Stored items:
######
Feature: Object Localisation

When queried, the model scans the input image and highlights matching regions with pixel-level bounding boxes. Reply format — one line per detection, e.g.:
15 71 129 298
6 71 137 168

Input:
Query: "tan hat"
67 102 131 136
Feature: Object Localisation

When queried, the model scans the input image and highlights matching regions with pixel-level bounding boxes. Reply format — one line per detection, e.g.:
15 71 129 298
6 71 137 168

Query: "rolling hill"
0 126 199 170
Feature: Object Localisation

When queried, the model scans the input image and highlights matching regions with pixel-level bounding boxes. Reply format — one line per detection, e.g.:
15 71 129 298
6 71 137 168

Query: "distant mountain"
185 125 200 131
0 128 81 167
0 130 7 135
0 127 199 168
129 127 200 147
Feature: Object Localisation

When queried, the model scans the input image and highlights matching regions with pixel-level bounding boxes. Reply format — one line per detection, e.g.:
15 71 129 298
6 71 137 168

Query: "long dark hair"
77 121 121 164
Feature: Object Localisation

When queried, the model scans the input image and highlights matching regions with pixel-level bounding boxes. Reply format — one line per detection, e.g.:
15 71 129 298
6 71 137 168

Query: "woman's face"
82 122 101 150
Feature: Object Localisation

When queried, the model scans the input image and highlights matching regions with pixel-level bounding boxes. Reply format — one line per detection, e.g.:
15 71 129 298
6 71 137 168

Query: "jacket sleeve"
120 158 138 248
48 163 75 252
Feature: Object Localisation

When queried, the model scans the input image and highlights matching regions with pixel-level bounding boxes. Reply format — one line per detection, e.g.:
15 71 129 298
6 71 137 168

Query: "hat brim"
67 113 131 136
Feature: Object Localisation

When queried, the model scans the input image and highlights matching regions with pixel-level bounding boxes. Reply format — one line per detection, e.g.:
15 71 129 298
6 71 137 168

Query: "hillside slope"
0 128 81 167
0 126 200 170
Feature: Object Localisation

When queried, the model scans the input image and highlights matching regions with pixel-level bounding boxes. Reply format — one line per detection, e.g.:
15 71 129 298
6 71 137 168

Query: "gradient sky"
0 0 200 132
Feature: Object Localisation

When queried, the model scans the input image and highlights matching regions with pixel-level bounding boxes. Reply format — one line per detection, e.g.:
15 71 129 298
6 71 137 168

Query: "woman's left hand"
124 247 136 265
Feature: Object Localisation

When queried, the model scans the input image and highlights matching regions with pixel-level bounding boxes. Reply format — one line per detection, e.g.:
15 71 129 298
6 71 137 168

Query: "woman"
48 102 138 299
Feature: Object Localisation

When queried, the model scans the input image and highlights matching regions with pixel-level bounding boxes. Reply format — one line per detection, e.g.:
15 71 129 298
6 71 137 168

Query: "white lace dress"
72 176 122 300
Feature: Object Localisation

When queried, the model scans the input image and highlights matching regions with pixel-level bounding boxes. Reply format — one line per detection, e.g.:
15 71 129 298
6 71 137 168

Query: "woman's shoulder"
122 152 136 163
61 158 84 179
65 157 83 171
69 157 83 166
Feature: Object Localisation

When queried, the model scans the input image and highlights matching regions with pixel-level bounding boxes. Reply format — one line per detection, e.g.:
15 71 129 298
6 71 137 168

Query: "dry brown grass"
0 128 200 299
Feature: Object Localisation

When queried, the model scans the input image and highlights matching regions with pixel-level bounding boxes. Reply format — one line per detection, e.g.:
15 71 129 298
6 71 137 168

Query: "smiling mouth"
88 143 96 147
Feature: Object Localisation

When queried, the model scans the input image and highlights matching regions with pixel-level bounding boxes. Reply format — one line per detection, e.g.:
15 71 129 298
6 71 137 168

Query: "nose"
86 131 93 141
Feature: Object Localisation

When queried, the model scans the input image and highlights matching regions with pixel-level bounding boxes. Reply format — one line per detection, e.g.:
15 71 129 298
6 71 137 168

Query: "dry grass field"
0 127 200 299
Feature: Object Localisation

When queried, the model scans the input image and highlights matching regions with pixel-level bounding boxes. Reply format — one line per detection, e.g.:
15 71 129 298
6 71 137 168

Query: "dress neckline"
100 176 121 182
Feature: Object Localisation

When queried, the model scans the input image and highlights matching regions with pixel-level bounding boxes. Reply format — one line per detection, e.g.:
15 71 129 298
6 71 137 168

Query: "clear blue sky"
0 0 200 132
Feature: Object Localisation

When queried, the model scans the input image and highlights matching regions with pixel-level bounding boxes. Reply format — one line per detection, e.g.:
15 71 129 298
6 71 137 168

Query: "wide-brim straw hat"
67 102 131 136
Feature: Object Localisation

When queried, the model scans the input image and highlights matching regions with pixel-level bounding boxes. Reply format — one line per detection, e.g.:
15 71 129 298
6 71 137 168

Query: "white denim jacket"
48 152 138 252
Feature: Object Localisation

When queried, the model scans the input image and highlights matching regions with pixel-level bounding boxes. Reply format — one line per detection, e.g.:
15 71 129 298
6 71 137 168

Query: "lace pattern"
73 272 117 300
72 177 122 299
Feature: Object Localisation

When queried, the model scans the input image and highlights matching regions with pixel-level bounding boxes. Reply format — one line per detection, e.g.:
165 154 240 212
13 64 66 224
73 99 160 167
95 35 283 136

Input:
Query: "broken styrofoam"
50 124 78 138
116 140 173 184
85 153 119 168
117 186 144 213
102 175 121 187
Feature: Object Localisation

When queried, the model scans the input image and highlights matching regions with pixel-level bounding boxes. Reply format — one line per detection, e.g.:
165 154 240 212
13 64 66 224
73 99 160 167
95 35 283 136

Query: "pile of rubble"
######
**What is expected**
Each of the lines above must appear again, unchanged.

**Answer**
Feature: Object Localisation

When queried, the model scans the input image and highlights matching regions with pixel-level bounding boxes. Reply format — one line per detection, e.g.:
15 71 129 298
6 71 137 168

Input:
Query: "tan hat"
67 102 131 136
Feature: Object Localisation

When queried, the model scans the input image and highlights matching regions with pixel-level bounding boxes. Reply format — one line per detection, e.g.:
15 71 129 298
6 71 137 168

Query: "rolling hill"
0 126 199 170
Feature: Object Localisation

When queried, the model scans the input image and highlights matching regions with pixel-level bounding boxes. Reply format — one line per detection, e.g.:
15 71 129 298
6 71 137 168

Query: "distant mountain"
185 125 200 131
0 128 81 167
0 130 7 135
0 127 199 168
129 127 200 147
Feature: Object Localisation

When queried, the model scans the input image and highlights matching regions with pixel-level bounding boxes. Reply format — one line per detection, e.g.:
15 71 129 298
6 71 137 168

Query: "long dark hair"
77 121 121 164
Feature: Object Localisation

When queried, the model scans the input image and highlights matching regions with pixel-level bounding boxes. Reply format — one line per detection, e.g.:
15 71 129 298
6 71 137 168

Query: "woman's face"
82 122 101 150
Feature: Object Localisation

When queried, the model scans the input image and highlights matching regions with pixel-level bounding boxes. Reply format — one line per detection, e.g.:
15 71 129 298
6 71 137 168

Query: "jacket sleeve"
120 158 138 248
48 163 75 252
Feature: Object Localisation

When queried, the model scans the input image and highlights matching regions with pixel-level bounding boxes. Reply format — one line per detection, e.g.:
15 71 129 298
6 71 137 168

Query: "hat brim"
67 113 131 136
Feature: Object Localisation

When queried, the model scans the input image and highlights matching regions with pixel-level bounding boxes. Reply format — one line per detection, e.g.:
15 71 129 298
6 71 137 168

Query: "hillside slope"
0 128 81 167
0 126 200 170
Feature: Object Localisation

When queried, the model scans the input image and highlights matching regions with pixel-level bounding boxes. Reply format — one line per detection, e.g.:
15 71 129 298
6 71 137 168

Query: "gradient sky"
0 0 200 132
Feature: Object Localisation

When queried, the model scans the input image and highlights matching regions with pixel-level bounding boxes. Reply format — one line per detection, e.g.:
15 71 129 298
6 71 137 168

Query: "woman's left hand"
124 247 136 265
Feature: Object Localisation

When queried, the model scans the input image and highlights matching regions with pixel-level bounding boxes. Reply format — one line per detection, e.g.:
15 71 129 298
6 71 137 168

Query: "woman"
48 102 138 299
Feature: Object Localisation

When queried, the model scans the input image and highlights matching regions with pixel-level bounding boxes. Reply format — one line per detection, e.g.:
15 71 129 298
6 71 137 168

Query: "white lace dress"
72 176 122 300
Feature: Object Localisation

When queried, the model scans the input image and highlights matching regions with pixel-level bounding boxes. Reply format — one line per detection, e.g.:
15 71 129 298
6 71 137 168

Query: "woman's shoulder"
122 152 136 163
61 158 84 179
65 157 83 171
69 157 83 166
Feature: Object Localisation

When queried, the model scans the input image and highlights matching regions with pixel-level bounding boxes. Reply format — one line per detection, e.g.:
15 71 129 298
6 71 137 168

Query: "dry brown grass"
0 128 200 299
Feature: Object Localisation

When queried, the model scans the input image and highlights matching regions with pixel-level bounding boxes. Reply format — one line per detection, e.g.:
15 71 129 298
6 71 137 168

Query: "smiling mouth"
88 143 96 147
Feature: Object Localisation

When queried, the model scans the input image and highlights matching regions with pixel-level bounding boxes. Reply format — one line per detection, e.g.:
15 71 129 298
6 71 137 168

Query: "nose"
86 131 93 141
Feature: Object Localisation

When queried, the model scans the input image and highlights matching regions with pixel-level bounding boxes. Reply format — one line per detection, e.g.:
15 71 129 298
6 71 137 168

Query: "dry grass field"
0 127 200 299
Feature: Object Localisation

When queried, the model scans the input image and highlights matching regions with pixel-level bounding boxes. Reply format — one line per detection, e.g.:
15 71 129 298
6 71 137 168

Query: "dress neckline"
100 176 121 182
Feature: Object Localisation

When queried, the model scans the input image and highlights matching regions with pixel-level bounding boxes. Reply format — one line per detection, e.g.:
15 71 129 298
6 71 137 168

Query: "clear blue sky"
0 0 200 132
Feature: Object Localisation

When queried, the model scans the input image and highlights matching regions with pixel-level bounding boxes. Reply format — one line per detection, e.g.:
15 71 129 298
6 71 137 168

Query: "wide-brim straw hat"
67 102 131 136
Feature: Object Localisation

When queried, the model scans the input image and highlights matching regions with pixel-level bounding boxes. Reply format — one line per detection, e.g.:
15 71 129 298
6 71 137 168

Query: "white denim jacket"
48 152 138 252
Feature: Object Localisation

When queried, the model scans the input image and highlights matching regions with pixel-level bounding boxes. Reply format — one line per detection, e.g.:
15 71 129 298
6 71 137 168

Query: "lace pattern"
73 272 117 300
72 177 122 299
Feature: Object Localisation

When queried, the model scans the input image and highlights matching regions with pixel-level bounding boxes. Reply format — one line per detection, e.g.:
165 154 240 212
13 64 66 224
73 99 160 167
95 35 283 136

Input:
Query: "broken styrofoam"
50 124 78 138
116 140 173 184
85 153 119 168
117 186 144 213
102 175 121 187
Feature: Object Localisation

When queried, the model scans the input image and highlights matching regions with pixel-level bounding boxes. Reply format — one line per detection, e.g.:
165 154 240 212
13 64 66 224
73 99 160 167
95 35 283 136

Query: "pile of rubble"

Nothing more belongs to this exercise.